Top of INFORMATION SHOWN
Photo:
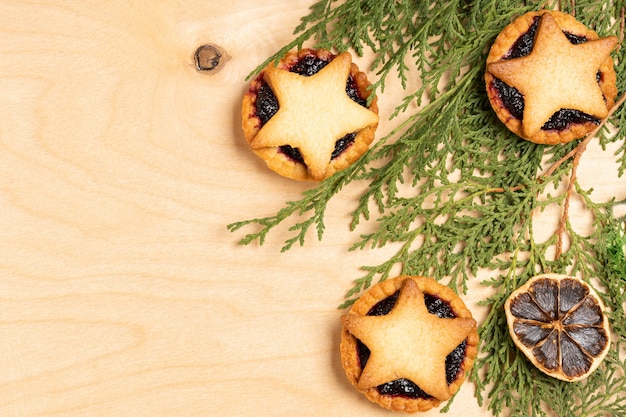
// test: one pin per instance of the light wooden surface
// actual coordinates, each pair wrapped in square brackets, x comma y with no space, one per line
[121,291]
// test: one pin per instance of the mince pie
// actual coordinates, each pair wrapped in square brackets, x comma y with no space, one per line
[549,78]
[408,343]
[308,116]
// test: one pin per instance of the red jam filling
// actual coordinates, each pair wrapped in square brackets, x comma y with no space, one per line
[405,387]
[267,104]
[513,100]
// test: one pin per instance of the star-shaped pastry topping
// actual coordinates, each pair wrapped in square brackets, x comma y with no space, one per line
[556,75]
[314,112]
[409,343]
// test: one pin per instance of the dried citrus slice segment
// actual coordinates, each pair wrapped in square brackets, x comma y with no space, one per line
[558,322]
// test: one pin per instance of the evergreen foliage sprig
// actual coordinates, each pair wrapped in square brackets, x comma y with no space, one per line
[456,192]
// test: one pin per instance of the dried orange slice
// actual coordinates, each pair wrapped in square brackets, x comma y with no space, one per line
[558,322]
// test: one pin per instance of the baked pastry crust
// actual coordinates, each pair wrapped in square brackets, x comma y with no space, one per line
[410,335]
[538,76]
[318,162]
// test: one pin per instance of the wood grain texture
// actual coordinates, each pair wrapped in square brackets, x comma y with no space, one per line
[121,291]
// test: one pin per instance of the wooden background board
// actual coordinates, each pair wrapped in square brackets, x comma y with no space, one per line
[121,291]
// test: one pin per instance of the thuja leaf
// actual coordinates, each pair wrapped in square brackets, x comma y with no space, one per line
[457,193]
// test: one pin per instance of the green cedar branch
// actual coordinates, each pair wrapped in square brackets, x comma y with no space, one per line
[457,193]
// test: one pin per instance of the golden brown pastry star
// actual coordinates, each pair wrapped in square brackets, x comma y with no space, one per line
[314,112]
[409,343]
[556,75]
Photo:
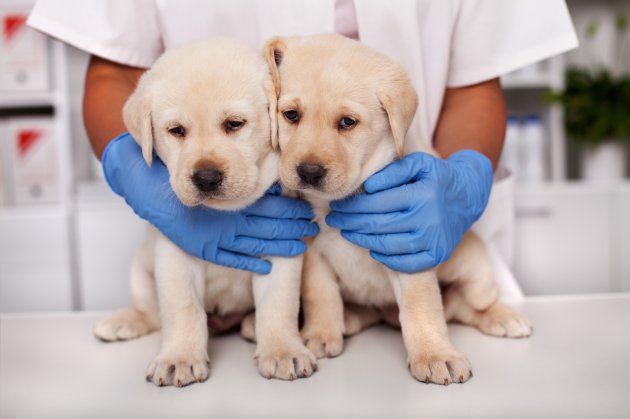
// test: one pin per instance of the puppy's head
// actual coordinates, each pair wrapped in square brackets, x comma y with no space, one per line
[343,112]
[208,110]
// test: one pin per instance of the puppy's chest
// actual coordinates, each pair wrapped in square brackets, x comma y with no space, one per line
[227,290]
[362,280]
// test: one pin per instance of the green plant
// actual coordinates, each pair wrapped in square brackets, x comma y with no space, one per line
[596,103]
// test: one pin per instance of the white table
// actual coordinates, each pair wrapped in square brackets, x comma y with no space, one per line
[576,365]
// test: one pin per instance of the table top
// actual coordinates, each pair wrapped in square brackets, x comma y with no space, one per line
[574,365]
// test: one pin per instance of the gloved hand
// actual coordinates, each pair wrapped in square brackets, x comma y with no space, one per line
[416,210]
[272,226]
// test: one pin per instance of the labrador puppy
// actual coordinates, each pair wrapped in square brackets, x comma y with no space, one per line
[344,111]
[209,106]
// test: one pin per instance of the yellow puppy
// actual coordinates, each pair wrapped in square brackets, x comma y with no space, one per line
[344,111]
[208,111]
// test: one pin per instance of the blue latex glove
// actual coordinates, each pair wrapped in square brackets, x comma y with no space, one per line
Bottom of INFORMATION SHOWN
WHAT NEEDS TO BE DONE: Beginning with the first line of the records and ending with the line that contains "star-shaped pastry topping", reproduce every line exactly, omitting pictures and adding nothing.

RESULT:
Photo:
// test: one pin per instance of the light wooden surface
// actual coordinates, each pair wrapped in square brackets, x comma y with no space, one per line
[121,291]
// test: one pin per instance of the mince pie
// actual coordinates, each pair wrapped in square brackets, x comma y with no space, one per line
[549,78]
[408,343]
[308,116]
// test: one pin per instance of the red jam filling
// actual coordinates, each pair wrapped in square brackets, x comma y with no space, one per line
[405,387]
[267,104]
[513,100]
// test: one pin per instance of the star-shaped pastry topping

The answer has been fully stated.